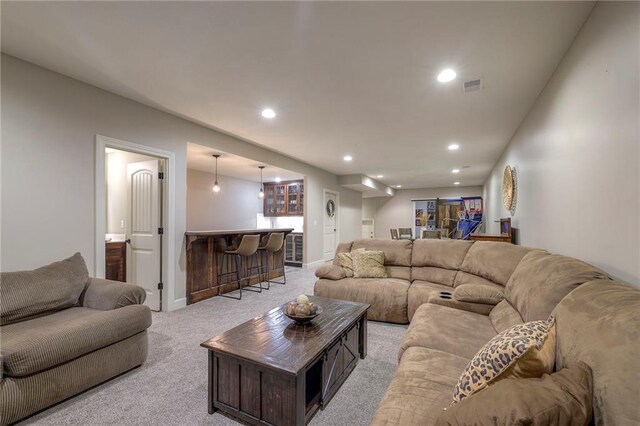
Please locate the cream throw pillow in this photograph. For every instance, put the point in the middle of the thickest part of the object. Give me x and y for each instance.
(330, 272)
(523, 351)
(368, 264)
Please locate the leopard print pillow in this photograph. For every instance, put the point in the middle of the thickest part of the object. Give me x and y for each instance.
(523, 351)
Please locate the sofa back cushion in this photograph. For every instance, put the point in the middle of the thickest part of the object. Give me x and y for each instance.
(599, 323)
(30, 294)
(493, 261)
(541, 280)
(437, 261)
(396, 252)
(504, 316)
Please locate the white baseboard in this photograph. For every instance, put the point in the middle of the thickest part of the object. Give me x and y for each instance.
(177, 304)
(313, 265)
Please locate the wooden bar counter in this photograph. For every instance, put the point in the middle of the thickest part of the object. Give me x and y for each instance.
(204, 261)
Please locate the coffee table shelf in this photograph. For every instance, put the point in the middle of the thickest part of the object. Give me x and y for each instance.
(272, 371)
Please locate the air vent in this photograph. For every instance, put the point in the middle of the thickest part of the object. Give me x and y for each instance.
(472, 85)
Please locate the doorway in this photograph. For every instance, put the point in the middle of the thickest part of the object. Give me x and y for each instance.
(132, 188)
(330, 224)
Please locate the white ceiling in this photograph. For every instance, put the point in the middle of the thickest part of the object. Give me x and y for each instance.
(201, 158)
(344, 77)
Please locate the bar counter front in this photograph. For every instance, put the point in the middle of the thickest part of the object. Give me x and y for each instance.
(204, 261)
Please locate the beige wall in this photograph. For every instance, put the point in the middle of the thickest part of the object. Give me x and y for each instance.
(49, 126)
(397, 211)
(576, 152)
(236, 206)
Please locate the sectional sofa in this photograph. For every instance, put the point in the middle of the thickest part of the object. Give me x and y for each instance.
(64, 332)
(597, 319)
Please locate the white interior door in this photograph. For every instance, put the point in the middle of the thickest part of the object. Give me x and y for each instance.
(329, 229)
(143, 257)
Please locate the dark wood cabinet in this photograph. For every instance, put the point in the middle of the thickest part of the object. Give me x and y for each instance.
(116, 261)
(284, 198)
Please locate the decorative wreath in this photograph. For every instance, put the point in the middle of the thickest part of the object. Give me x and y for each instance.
(509, 189)
(331, 208)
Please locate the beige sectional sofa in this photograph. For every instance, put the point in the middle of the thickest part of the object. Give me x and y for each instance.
(62, 332)
(597, 320)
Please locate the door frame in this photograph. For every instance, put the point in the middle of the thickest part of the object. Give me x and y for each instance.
(168, 237)
(326, 191)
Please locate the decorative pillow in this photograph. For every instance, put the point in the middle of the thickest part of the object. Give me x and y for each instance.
(525, 350)
(478, 293)
(345, 260)
(331, 272)
(368, 264)
(30, 294)
(562, 398)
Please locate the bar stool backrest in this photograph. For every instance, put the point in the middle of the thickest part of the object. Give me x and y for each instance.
(275, 242)
(248, 245)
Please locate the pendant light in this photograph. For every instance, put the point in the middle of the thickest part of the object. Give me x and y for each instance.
(216, 187)
(261, 193)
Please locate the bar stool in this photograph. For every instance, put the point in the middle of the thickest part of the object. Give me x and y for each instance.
(247, 248)
(274, 244)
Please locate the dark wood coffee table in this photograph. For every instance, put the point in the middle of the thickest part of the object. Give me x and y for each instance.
(270, 370)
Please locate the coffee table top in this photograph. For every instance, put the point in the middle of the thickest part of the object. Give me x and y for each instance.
(273, 339)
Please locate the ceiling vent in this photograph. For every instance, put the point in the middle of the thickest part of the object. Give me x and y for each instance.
(472, 85)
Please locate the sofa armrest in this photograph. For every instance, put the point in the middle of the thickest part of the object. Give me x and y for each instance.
(105, 295)
(478, 308)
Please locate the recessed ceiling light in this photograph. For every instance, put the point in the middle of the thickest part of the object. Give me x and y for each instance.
(446, 75)
(268, 113)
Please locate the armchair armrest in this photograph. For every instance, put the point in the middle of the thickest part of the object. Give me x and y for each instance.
(105, 295)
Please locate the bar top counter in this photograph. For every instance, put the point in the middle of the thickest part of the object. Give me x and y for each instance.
(205, 269)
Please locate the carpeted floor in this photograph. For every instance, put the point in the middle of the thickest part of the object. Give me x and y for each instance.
(171, 387)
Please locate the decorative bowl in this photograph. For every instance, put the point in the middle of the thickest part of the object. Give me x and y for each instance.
(302, 319)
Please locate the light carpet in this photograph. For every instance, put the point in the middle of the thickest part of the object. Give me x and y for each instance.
(171, 387)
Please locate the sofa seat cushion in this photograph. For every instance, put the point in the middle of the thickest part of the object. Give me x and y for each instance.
(419, 293)
(449, 330)
(396, 252)
(387, 296)
(421, 388)
(32, 346)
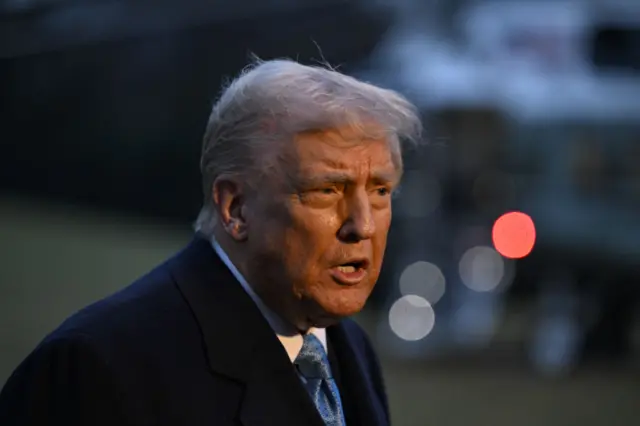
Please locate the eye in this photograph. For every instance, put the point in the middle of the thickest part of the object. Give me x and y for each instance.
(327, 191)
(383, 192)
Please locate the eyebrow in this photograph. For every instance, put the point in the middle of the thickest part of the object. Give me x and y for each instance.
(380, 178)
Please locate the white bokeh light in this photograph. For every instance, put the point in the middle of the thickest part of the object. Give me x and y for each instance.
(411, 317)
(423, 279)
(481, 268)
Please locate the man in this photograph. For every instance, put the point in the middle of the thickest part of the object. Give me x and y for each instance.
(246, 325)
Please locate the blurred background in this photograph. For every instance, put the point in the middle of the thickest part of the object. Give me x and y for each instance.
(482, 315)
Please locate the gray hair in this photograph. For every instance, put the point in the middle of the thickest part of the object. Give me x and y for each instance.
(278, 99)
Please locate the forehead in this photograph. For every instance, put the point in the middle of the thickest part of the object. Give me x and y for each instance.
(345, 150)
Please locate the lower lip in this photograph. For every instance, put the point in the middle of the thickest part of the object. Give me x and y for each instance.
(348, 278)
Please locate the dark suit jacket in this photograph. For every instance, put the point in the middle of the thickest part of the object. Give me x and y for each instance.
(184, 345)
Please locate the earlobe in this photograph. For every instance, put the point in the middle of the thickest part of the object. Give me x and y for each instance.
(229, 200)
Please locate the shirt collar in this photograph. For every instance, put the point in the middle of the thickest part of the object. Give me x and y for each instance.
(289, 337)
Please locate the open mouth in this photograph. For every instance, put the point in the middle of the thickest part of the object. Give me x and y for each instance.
(351, 267)
(350, 273)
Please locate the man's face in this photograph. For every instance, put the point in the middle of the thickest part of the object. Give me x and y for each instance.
(317, 231)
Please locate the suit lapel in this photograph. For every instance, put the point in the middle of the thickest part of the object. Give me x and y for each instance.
(359, 399)
(239, 343)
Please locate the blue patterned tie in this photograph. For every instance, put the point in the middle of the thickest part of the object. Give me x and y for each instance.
(314, 368)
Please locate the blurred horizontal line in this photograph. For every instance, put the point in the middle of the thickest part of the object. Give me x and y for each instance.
(84, 24)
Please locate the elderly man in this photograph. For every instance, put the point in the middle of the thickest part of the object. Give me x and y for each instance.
(247, 325)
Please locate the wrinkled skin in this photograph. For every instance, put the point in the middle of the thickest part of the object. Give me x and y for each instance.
(329, 201)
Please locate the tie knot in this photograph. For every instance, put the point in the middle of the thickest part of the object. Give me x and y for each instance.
(312, 360)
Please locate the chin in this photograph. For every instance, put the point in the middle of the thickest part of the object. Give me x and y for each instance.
(332, 311)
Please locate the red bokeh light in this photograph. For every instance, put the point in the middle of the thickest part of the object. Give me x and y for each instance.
(514, 235)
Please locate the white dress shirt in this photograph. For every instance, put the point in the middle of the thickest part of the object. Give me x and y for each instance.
(289, 337)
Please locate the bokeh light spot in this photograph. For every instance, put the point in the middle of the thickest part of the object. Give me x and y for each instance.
(411, 317)
(514, 235)
(481, 269)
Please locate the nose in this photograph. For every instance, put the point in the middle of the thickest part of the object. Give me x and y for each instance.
(359, 224)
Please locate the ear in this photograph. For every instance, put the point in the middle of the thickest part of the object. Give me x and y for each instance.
(229, 198)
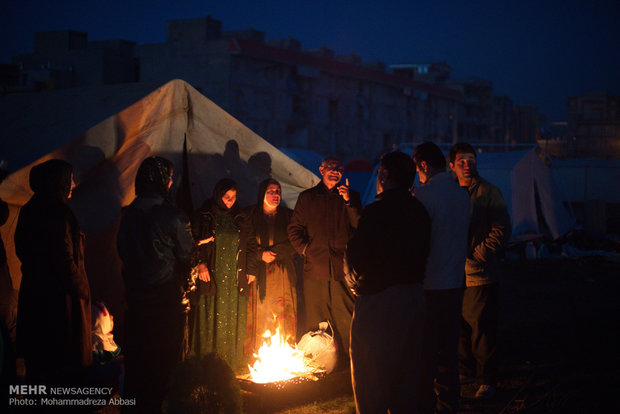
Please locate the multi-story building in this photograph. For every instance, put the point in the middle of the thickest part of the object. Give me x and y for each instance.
(293, 97)
(302, 98)
(594, 125)
(65, 58)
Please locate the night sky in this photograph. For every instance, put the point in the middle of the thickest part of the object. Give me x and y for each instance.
(536, 52)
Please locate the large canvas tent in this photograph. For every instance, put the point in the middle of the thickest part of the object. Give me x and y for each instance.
(525, 180)
(106, 133)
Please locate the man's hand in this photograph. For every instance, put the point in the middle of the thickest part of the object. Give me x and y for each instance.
(345, 191)
(268, 256)
(205, 241)
(203, 273)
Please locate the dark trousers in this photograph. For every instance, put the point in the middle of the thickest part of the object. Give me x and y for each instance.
(386, 346)
(153, 347)
(330, 300)
(478, 338)
(439, 379)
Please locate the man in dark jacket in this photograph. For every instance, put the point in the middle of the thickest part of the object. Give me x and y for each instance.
(155, 244)
(386, 257)
(322, 223)
(489, 230)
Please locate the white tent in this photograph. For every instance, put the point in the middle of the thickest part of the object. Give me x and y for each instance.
(106, 133)
(525, 180)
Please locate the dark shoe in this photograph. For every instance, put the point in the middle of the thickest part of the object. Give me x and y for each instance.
(485, 392)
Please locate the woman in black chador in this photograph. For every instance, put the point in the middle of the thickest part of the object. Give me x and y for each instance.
(53, 319)
(273, 303)
(155, 245)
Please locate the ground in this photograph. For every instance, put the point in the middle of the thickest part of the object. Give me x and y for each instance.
(558, 342)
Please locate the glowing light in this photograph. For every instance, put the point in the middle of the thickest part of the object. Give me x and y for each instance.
(277, 360)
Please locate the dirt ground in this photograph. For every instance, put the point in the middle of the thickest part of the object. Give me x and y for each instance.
(559, 345)
(558, 342)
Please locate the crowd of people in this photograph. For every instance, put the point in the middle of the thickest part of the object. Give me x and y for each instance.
(408, 283)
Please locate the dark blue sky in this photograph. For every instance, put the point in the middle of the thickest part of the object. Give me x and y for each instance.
(536, 52)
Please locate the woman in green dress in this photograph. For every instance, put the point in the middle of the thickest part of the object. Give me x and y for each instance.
(220, 308)
(273, 301)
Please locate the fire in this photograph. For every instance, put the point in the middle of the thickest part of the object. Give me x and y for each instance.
(277, 360)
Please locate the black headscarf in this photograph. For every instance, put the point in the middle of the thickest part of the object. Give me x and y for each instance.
(51, 179)
(221, 188)
(262, 188)
(153, 176)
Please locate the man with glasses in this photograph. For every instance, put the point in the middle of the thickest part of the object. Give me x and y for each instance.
(322, 224)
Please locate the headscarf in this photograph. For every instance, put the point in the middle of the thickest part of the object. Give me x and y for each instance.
(262, 189)
(153, 176)
(221, 188)
(51, 179)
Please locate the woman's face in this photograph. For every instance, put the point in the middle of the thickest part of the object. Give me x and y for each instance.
(273, 195)
(229, 198)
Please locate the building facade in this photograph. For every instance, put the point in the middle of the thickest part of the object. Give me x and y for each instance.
(594, 125)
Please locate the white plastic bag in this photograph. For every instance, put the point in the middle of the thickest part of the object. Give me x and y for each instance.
(320, 347)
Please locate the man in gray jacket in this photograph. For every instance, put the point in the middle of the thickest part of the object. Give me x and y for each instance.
(489, 230)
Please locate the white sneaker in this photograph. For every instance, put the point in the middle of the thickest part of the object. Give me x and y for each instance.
(486, 392)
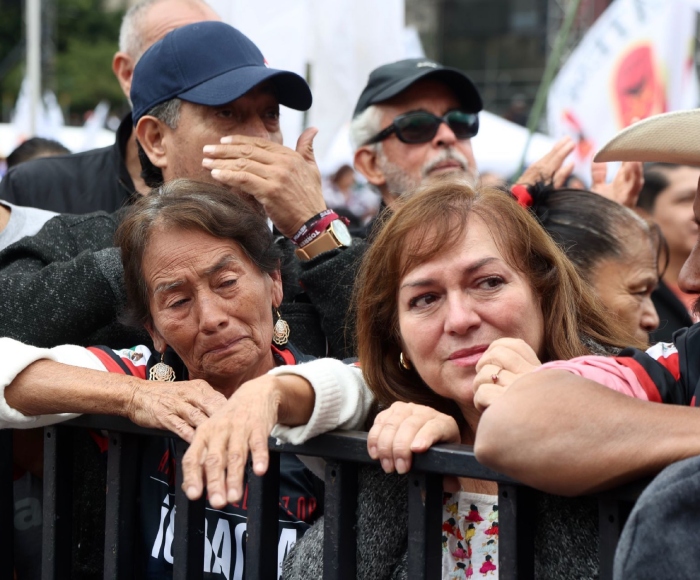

Problem details: Rewrite the rows starting with the line that contains "Please locate the woman's" and going on through the end of the rows, replacing "white plastic bag" with "plastic shopping bag" and leaving everything else unchanged. Leave the pictures out of your answer.

Written reply:
Please locate the woman's face in this photograph. For every instance, put the point in the middle of the thickest part of the object. Give me x and y for each instance.
(273, 195)
(229, 198)
Please locate the building facade in this photograph. For every instance, put the point in the middle of the thickest part of the object. Give me x and y for each instance.
(594, 125)
Please locate the plastic shopping bag in this photograph. For every instance, put the point in the middle of the thickest part of the object. Give me x and y for each instance.
(320, 347)
Please locate the man in gray jacket in this photograph. For every instance, put the point in the middle of the thickest part of the object. Give me x and y for each instance.
(489, 230)
Please locate the white sneaker in this photograph. For every instance, put the point in the middle of the thickest part of the object. Give me x and y for each instance.
(486, 392)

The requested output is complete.